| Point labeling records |
---
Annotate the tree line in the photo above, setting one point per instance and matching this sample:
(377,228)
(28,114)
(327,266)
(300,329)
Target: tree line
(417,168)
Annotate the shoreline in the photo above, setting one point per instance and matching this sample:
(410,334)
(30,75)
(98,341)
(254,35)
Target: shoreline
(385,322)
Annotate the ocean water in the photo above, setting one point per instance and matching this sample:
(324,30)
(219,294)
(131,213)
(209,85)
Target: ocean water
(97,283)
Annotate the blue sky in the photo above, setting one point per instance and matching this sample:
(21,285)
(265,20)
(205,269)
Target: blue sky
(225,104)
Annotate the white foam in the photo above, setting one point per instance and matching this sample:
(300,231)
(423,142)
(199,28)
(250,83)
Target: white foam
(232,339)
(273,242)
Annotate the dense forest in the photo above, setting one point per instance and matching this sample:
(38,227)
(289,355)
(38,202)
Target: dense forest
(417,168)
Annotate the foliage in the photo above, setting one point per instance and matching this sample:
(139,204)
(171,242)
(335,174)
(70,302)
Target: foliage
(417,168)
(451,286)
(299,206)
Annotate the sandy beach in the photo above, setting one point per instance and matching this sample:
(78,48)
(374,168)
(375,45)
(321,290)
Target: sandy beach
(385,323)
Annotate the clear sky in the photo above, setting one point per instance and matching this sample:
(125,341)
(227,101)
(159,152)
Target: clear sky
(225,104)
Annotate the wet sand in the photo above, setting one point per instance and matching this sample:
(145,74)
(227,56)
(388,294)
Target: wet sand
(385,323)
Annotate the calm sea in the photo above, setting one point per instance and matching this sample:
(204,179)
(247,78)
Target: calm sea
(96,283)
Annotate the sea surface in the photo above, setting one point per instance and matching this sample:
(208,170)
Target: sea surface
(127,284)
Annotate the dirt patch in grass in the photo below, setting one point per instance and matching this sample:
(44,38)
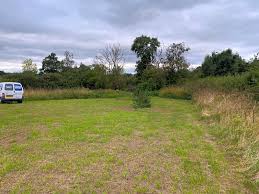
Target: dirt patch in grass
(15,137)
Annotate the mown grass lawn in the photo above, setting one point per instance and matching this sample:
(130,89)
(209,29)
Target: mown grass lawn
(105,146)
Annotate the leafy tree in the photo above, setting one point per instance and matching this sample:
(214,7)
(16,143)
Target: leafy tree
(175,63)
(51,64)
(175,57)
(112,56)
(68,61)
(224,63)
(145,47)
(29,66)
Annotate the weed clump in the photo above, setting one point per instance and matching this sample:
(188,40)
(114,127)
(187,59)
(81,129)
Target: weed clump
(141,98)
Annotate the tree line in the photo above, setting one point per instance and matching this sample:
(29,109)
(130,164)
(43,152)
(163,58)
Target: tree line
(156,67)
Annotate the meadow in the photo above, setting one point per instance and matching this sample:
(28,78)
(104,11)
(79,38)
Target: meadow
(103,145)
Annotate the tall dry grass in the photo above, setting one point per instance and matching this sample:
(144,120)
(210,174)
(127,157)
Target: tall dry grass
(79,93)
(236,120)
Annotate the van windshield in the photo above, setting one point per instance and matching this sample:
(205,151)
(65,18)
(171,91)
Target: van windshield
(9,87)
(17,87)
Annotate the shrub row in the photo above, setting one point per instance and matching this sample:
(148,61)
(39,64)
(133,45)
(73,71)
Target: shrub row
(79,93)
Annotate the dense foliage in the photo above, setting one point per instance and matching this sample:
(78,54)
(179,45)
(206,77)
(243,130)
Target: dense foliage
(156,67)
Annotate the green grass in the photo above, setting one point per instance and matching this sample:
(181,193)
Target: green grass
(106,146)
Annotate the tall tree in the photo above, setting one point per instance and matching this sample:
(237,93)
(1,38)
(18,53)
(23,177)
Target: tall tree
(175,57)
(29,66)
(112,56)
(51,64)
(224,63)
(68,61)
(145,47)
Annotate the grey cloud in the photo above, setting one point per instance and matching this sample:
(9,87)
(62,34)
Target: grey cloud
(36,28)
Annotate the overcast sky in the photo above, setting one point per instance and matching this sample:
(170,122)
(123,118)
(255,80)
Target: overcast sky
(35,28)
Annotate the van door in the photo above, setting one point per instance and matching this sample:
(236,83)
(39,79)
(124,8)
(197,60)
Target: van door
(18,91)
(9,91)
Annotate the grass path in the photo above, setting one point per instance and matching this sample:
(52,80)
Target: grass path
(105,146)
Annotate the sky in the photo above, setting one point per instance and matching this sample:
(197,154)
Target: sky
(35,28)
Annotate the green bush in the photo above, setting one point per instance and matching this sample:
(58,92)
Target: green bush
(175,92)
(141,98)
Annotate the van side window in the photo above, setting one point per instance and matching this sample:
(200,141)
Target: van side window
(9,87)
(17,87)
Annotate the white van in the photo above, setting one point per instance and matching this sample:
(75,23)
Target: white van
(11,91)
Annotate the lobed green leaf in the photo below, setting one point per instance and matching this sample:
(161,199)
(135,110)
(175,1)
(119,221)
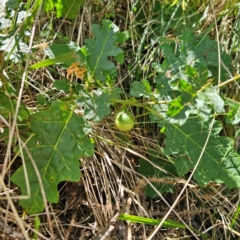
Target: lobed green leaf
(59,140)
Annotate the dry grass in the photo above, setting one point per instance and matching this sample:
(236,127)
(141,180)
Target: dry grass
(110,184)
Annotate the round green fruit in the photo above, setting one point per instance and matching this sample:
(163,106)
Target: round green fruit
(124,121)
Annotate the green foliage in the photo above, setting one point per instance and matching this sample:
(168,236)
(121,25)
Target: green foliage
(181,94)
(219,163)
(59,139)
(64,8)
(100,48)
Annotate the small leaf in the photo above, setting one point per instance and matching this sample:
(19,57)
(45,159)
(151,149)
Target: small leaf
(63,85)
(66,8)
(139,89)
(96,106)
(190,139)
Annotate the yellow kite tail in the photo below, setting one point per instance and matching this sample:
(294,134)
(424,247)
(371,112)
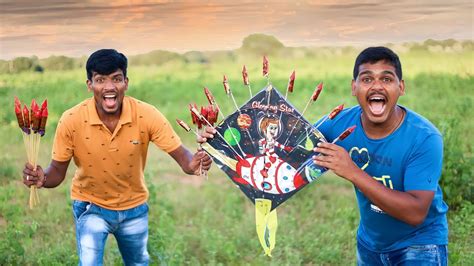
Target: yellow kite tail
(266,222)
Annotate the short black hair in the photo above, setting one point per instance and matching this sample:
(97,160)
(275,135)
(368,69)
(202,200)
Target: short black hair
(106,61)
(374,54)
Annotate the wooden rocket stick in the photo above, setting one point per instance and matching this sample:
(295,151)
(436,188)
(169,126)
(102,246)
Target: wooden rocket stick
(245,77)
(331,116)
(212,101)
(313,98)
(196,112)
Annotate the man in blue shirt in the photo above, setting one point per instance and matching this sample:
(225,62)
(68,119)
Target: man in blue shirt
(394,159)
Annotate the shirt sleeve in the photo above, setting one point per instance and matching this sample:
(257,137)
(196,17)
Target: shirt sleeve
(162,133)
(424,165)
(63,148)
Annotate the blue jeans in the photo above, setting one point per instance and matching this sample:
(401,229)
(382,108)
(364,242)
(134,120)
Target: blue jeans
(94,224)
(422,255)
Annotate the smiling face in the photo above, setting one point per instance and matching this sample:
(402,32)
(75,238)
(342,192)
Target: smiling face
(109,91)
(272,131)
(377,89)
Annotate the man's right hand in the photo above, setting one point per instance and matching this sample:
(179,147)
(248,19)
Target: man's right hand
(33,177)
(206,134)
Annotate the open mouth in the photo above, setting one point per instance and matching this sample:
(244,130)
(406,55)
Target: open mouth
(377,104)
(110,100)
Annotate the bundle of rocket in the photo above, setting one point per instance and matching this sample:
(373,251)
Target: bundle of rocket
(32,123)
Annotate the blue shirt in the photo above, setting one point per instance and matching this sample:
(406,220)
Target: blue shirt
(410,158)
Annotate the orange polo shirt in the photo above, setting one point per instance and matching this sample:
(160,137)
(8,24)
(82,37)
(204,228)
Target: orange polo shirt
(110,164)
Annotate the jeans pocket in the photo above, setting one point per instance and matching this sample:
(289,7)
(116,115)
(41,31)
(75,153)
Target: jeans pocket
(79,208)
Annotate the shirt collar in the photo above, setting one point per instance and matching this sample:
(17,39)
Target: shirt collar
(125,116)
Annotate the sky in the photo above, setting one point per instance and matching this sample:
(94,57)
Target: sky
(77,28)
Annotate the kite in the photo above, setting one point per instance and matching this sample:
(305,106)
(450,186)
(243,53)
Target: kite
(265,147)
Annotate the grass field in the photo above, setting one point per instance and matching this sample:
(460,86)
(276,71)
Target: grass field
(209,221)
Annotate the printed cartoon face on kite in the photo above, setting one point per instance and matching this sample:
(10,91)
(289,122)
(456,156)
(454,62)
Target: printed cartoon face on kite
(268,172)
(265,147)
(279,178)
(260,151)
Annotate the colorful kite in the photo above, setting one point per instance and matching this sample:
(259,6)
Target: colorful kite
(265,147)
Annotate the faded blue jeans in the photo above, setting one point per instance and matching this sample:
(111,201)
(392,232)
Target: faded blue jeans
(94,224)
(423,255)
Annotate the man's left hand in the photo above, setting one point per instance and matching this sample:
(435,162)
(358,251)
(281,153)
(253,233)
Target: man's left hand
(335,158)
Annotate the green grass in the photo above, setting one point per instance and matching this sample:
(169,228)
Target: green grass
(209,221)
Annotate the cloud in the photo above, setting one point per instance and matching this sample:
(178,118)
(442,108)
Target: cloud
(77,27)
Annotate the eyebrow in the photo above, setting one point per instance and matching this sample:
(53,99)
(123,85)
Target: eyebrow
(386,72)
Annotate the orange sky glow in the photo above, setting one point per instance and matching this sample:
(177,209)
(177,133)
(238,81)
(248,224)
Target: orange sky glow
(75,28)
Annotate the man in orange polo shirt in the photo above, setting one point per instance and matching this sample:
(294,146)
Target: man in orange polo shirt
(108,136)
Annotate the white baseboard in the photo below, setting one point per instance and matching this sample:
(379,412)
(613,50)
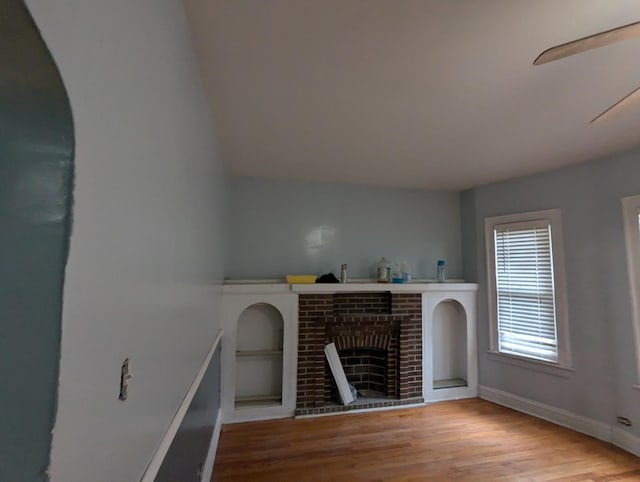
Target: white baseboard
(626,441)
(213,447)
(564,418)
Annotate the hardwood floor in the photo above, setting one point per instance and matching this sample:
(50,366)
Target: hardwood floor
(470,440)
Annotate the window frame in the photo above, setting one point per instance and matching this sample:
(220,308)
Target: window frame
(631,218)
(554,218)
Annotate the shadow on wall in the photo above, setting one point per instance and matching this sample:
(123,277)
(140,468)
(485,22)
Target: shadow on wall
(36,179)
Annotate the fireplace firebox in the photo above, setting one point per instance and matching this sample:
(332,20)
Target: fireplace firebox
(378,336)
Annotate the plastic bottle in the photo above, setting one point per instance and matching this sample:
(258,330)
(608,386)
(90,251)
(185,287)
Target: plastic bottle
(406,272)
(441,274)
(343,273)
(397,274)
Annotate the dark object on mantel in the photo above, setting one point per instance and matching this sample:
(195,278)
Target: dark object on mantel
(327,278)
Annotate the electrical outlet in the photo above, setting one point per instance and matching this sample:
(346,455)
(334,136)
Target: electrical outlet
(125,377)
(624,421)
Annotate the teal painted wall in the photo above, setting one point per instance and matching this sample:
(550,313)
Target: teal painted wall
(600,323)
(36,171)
---
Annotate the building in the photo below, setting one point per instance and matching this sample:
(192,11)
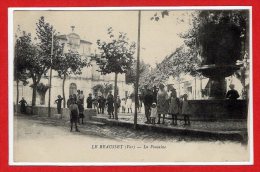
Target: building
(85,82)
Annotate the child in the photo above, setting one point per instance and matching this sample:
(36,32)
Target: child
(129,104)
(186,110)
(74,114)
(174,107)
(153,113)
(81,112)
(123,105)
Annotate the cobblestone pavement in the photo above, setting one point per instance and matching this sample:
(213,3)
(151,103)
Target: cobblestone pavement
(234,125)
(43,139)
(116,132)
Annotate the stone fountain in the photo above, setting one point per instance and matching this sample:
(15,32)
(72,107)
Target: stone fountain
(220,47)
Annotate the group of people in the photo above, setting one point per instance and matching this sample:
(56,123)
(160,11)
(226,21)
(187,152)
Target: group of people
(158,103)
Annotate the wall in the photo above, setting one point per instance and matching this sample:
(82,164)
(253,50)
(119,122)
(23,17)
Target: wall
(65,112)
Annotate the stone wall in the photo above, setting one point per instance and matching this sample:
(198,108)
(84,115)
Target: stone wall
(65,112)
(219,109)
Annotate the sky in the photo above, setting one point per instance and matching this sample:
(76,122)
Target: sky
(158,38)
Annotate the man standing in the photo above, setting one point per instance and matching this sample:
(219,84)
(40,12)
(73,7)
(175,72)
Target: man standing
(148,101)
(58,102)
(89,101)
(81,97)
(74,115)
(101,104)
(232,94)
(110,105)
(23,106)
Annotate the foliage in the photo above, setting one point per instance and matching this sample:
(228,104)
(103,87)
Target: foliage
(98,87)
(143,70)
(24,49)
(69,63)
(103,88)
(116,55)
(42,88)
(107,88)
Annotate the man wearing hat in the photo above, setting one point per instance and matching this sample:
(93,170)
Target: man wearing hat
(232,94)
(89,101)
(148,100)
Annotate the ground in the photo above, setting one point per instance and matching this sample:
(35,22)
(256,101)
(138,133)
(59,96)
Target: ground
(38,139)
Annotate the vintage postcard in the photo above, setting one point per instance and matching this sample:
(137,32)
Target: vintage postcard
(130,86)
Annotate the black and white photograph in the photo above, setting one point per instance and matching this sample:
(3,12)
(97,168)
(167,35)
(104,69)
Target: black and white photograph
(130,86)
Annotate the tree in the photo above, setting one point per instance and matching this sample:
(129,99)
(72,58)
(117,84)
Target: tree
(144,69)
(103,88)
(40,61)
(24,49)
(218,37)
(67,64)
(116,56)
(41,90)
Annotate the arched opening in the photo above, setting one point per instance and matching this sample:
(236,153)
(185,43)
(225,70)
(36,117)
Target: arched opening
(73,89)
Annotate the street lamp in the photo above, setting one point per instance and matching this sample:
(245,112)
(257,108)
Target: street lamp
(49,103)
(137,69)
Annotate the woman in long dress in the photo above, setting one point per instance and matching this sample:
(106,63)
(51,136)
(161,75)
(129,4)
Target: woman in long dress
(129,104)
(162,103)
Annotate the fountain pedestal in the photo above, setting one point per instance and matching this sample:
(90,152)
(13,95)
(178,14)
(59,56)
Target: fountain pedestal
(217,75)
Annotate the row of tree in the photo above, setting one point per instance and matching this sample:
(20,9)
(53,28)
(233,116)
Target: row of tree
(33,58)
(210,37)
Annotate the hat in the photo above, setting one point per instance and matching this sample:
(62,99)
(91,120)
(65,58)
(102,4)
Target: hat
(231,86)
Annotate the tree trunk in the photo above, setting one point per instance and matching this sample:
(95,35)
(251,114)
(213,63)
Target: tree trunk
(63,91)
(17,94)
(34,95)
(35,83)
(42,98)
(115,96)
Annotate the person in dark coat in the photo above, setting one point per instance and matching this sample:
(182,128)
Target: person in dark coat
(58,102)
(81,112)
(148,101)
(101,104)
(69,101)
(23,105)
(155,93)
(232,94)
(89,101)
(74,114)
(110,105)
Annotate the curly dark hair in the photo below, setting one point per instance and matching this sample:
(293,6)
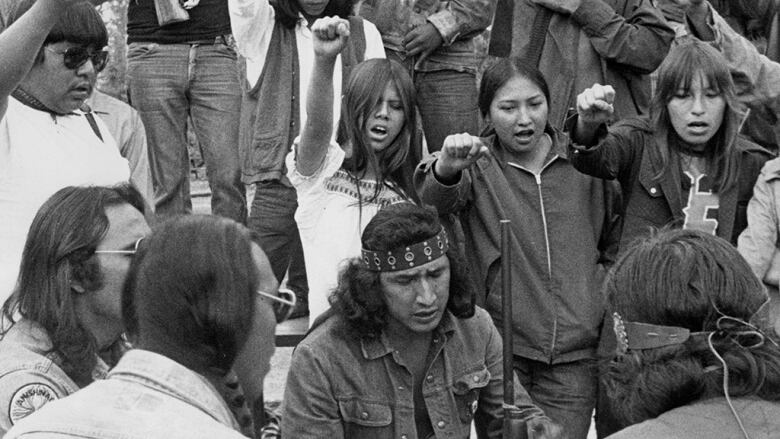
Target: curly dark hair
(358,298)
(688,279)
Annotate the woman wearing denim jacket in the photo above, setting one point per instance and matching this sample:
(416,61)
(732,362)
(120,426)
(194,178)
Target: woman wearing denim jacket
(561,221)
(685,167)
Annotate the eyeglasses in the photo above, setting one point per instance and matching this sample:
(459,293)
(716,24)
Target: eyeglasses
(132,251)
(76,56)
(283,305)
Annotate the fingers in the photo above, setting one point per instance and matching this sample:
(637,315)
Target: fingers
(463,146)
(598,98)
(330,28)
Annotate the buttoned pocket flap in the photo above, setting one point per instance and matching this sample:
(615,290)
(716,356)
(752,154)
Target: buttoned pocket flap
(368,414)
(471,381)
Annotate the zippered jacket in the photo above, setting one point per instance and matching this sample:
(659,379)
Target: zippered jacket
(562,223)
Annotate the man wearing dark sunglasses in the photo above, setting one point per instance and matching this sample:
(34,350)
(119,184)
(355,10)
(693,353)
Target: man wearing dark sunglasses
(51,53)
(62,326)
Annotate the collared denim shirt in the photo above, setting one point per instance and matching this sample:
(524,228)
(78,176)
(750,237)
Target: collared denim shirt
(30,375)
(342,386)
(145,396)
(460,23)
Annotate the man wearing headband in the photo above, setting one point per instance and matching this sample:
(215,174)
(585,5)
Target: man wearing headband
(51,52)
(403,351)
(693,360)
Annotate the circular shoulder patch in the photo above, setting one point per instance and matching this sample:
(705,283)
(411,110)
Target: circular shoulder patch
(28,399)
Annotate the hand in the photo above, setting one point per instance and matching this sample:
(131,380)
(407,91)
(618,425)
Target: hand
---
Write out, character for character, everything in the records from the line containing "Annotate the woman wearing" down to the line containing "Target: hand", including both of those lines.

| REPLY |
Annotate the woman wearing denim jacket in the photo above, setting one point per instance and matching this sample:
(416,61)
(732,362)
(120,426)
(194,178)
Target: woman wearing denim jacket
(561,221)
(685,167)
Annotate the eyeglasses in the photo above, setting one point per instance and matching this sample:
(459,293)
(716,24)
Target: eyeglasses
(132,251)
(76,56)
(283,305)
Annotate the fingers in the photo above, setting one point per instance and matching this sample:
(637,315)
Target: fingers
(463,146)
(598,98)
(330,28)
Annotate the buttoned pocket flap in the photo above, setting one point per instance and matching this sample:
(615,290)
(716,356)
(752,154)
Target: buttoned pocket flap
(368,414)
(471,381)
Annotate the zippered jacket in the photo above, setting one point per instance and matching this sample:
(659,379)
Target: zippered jacket
(562,223)
Annotate the man wearing dark sunglasses in the photo above, setting one point per instance and matching this sample:
(34,350)
(119,184)
(355,10)
(693,353)
Target: man wearing dark sunglasses
(51,53)
(62,326)
Annotate the collared denim shirt in the photo above, setting one point per instance and matching this sample:
(524,228)
(78,176)
(750,237)
Target: collared denim shirt
(30,375)
(342,386)
(145,396)
(460,23)
Annotate the man wearing headband in the photo above, setting one point per instance and matching this sample:
(215,174)
(585,5)
Target: man wearing headband
(51,52)
(403,351)
(693,360)
Annotate the circular shoulder patch in the photo above, setting one point per instance and matching this sample:
(705,283)
(411,110)
Target: circular shoulder patch
(28,399)
Annotate the hand in the photo above, setting one point per instance and matching this sample:
(131,380)
(407,91)
(618,425)
Target: hand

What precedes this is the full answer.